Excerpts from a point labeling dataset
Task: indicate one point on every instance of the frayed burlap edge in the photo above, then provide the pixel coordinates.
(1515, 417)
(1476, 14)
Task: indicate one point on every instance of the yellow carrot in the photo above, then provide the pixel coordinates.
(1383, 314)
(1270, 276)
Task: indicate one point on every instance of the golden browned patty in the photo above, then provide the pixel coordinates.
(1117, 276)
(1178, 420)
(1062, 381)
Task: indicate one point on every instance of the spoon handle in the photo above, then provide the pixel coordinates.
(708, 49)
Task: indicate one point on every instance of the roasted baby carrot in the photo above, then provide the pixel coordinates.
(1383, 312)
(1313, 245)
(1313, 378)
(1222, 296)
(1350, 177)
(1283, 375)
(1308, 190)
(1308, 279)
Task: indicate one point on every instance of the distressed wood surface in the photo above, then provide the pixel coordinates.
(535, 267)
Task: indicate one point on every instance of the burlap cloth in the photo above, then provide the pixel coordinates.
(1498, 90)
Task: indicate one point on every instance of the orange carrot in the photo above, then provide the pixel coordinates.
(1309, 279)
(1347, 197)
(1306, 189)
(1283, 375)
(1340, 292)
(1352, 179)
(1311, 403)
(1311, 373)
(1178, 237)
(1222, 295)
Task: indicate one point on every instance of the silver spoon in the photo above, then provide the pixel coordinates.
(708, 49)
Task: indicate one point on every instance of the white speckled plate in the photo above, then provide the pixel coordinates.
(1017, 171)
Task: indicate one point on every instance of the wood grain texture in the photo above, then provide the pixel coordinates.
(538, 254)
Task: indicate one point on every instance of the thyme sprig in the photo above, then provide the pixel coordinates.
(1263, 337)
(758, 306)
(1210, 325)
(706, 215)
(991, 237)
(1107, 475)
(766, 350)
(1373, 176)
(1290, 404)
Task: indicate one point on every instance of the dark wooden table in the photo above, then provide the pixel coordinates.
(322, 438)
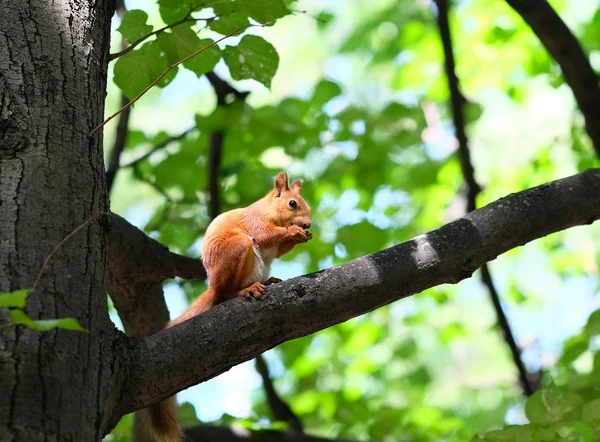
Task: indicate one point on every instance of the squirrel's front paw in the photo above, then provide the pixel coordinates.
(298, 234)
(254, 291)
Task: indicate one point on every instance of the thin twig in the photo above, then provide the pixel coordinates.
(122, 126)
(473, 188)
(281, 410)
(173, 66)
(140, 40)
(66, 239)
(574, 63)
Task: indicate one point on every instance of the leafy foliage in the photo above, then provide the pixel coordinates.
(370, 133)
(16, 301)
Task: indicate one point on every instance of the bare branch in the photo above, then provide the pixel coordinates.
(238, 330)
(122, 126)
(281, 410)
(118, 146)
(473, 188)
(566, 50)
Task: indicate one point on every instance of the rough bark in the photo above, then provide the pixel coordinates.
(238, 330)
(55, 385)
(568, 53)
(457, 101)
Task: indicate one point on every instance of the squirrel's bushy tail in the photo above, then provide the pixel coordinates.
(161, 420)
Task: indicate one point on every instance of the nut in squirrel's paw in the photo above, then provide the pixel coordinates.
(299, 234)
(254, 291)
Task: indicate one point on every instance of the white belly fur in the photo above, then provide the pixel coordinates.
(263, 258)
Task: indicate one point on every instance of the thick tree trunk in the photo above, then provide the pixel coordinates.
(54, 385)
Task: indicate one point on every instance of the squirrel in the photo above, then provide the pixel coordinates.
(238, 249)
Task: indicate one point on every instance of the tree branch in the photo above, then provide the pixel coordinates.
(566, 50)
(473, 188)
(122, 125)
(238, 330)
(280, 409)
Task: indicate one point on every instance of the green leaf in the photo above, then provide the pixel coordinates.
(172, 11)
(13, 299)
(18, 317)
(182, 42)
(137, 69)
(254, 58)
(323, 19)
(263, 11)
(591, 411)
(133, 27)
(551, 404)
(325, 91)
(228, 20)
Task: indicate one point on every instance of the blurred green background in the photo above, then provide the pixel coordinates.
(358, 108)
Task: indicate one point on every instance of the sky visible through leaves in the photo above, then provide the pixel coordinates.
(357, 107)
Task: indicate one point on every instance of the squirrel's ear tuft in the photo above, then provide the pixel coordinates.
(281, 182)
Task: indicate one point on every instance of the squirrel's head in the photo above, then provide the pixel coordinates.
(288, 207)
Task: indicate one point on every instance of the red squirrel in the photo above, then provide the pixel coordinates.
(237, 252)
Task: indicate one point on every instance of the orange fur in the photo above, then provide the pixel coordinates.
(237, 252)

Task statement
Rewrite the lines starting at the line that contains "Task: indicate one point on every instance of the red" and ending at the last line, replacing "orange fur" with "rust-colored fur" and leaving everything else unchanged.

Completed task
Task: indicate one point on every instance of the red squirrel in the photo above, then provide the pixel coordinates.
(237, 252)
Task: indicate one point on every instance of the rust-colored fur in the photo above, then provide the pixel coordinates.
(237, 252)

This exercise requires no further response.